- [What is required] Please output exactly the run of lines that starts at the line with "Task: indicate one point on every instance of the lake in" and ends at the last line of the records below.

- [The input]
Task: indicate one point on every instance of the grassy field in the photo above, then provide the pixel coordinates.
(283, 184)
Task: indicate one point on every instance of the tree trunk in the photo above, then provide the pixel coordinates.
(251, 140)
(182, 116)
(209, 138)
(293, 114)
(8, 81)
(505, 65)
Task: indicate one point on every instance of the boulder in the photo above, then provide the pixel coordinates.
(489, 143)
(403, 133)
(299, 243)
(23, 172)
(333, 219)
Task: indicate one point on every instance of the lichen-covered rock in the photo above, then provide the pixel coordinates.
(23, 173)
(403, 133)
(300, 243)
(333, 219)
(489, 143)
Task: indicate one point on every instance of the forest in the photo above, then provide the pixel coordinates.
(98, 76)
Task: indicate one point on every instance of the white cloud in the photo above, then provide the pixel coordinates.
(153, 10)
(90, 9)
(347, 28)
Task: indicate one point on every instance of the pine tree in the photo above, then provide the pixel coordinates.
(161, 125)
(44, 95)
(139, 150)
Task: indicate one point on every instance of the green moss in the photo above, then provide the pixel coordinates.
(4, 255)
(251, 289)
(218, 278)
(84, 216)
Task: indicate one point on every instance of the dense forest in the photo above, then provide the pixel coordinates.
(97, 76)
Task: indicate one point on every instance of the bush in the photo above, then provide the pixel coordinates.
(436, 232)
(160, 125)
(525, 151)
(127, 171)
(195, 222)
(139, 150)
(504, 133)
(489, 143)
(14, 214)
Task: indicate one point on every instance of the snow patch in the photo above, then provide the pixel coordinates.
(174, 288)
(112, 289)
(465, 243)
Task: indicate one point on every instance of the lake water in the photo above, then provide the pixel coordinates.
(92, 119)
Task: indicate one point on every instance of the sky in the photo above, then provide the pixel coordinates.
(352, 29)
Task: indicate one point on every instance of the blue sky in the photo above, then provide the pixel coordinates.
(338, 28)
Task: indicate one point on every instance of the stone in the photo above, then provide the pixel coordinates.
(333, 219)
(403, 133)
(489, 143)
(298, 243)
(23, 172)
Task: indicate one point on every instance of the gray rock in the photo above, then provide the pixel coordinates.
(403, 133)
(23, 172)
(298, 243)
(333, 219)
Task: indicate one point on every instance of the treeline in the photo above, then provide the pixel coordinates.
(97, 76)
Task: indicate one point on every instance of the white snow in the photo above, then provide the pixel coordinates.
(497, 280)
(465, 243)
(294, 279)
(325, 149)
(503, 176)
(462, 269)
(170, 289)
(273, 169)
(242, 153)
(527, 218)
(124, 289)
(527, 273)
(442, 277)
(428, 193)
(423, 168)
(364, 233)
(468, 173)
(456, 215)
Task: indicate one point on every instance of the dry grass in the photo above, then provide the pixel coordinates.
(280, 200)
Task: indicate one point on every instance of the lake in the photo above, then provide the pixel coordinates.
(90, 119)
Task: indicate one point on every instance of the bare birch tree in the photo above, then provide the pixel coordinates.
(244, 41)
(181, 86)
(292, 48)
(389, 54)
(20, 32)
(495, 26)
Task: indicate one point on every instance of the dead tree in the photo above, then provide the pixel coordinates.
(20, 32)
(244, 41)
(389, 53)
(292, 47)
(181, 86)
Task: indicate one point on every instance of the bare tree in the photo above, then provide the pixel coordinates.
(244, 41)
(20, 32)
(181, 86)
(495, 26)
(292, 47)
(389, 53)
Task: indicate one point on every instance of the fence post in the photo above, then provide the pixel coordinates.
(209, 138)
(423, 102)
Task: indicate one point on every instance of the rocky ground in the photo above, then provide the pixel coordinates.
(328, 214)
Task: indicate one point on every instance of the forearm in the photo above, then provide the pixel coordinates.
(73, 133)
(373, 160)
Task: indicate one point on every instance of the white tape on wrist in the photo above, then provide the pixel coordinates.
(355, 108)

- [Output]
Task: indicate one point on every instance of the lake in the photo above, then provide the pixel coordinates.
(90, 119)
Task: indicate one point on every instance of the bare birch tree in the photo above, then provide the pixel coordinates.
(244, 41)
(181, 86)
(292, 48)
(389, 54)
(20, 32)
(495, 26)
Task: indicate one point on every instance of the dead tree in the photo above, then provide the pixel coordinates.
(20, 32)
(244, 41)
(389, 53)
(292, 47)
(181, 86)
Task: indicate one point on every instance of the bare tree in the photo above, then provide the pixel coordinates.
(244, 41)
(20, 32)
(181, 86)
(495, 26)
(292, 47)
(389, 53)
Task: indicate one point on every instance of the fence post in the photo above, then provide the pixel coordinates.
(209, 138)
(423, 102)
Task: indicate one point on every instance of the rocky ground in the photo above, then provide the pixel coordinates.
(328, 214)
Task: indicate one point on every instance of the forearm in the photo above, then provide the pixel coordinates.
(73, 133)
(373, 160)
Task: indicate one point on every instance of the white tape on wrist in the photo above, then provide the pixel coordinates.
(355, 108)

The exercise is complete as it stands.